_Task statement_
Copy every line of the material below word for word.

_Material provided_

■ ■ ■ ■ ■ ■ ■

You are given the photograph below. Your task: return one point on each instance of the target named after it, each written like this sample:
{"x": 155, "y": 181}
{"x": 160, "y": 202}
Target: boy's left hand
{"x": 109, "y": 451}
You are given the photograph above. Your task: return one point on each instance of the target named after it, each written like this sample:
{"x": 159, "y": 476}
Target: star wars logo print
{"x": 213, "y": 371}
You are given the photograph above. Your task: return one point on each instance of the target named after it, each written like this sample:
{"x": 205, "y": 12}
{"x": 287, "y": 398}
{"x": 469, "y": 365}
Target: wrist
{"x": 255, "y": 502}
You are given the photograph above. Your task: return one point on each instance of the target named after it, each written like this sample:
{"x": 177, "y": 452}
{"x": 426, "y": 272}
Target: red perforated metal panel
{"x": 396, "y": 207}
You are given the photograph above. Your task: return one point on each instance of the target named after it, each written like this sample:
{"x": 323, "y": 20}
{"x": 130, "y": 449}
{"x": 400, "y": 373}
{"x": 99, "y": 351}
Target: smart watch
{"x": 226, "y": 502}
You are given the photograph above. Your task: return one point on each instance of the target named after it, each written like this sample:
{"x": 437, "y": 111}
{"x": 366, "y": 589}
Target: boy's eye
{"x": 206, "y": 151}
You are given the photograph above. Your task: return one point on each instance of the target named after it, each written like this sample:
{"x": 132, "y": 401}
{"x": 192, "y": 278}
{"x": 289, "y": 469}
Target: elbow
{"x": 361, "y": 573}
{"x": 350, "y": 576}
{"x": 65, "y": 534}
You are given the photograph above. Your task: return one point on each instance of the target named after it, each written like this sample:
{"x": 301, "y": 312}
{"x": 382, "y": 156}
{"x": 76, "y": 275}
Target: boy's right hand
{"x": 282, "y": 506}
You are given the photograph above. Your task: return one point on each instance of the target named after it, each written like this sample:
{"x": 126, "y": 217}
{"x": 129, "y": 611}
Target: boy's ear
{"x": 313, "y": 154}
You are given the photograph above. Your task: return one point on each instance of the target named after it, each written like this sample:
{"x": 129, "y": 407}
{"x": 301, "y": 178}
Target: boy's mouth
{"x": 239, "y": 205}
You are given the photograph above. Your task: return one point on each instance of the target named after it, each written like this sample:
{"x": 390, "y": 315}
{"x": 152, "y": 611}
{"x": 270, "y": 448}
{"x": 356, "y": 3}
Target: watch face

■ ■ ■ ■ ■ ■ ■

_Task response_
You are given the photograph below. Your task: return one point on each instance of the target named after it, each written like this sample:
{"x": 155, "y": 181}
{"x": 160, "y": 202}
Target: boy's left hand
{"x": 109, "y": 451}
You are given the photograph above. Your task: return one point on each instance of the target named after it, each written like this sample:
{"x": 159, "y": 476}
Target: star wars logo print
{"x": 213, "y": 371}
You are given the photograph above. Your task: return one point on each instance of the target named after it, each written like this sample:
{"x": 205, "y": 12}
{"x": 287, "y": 398}
{"x": 469, "y": 365}
Target: wrist
{"x": 255, "y": 502}
You are given the photograph above. Your task: return one point on each instance of the target named after it, each written like this sample:
{"x": 177, "y": 452}
{"x": 426, "y": 272}
Target: red perforated metal panel
{"x": 396, "y": 207}
You are given the photograph above. Your task: return one point on each instance of the target named after it, each written like this sample:
{"x": 323, "y": 20}
{"x": 130, "y": 449}
{"x": 400, "y": 373}
{"x": 99, "y": 351}
Target: smart watch
{"x": 226, "y": 502}
You are given the photograph above. Your task: return one point on each instance of the target named after it, each written like this sample:
{"x": 437, "y": 111}
{"x": 366, "y": 589}
Target: boy's eye
{"x": 206, "y": 151}
You are given the photograph above. Your task: return one point on each instance of the target named after it, each written like this sample:
{"x": 132, "y": 401}
{"x": 192, "y": 278}
{"x": 289, "y": 469}
Target: elbow
{"x": 361, "y": 573}
{"x": 350, "y": 576}
{"x": 65, "y": 534}
You are given the photograph above. Your task: return one point on each instance of the target named after it, each written like this sample:
{"x": 301, "y": 312}
{"x": 382, "y": 156}
{"x": 76, "y": 275}
Target: boy's right hand
{"x": 282, "y": 506}
You are given the photograph above. Your task: return one point on each instance of the target named after it, each written like this sample:
{"x": 126, "y": 217}
{"x": 129, "y": 611}
Target: boy's ear
{"x": 313, "y": 154}
You are given the photograph above. Your task: return one point on each instance of the target named after it, each written like this sample:
{"x": 129, "y": 407}
{"x": 301, "y": 178}
Target: boy's mouth
{"x": 239, "y": 205}
You are given the photograph above. Your task: return one point on each instance of the target named after it, each written like this sample:
{"x": 390, "y": 315}
{"x": 152, "y": 611}
{"x": 270, "y": 448}
{"x": 356, "y": 3}
Target: watch face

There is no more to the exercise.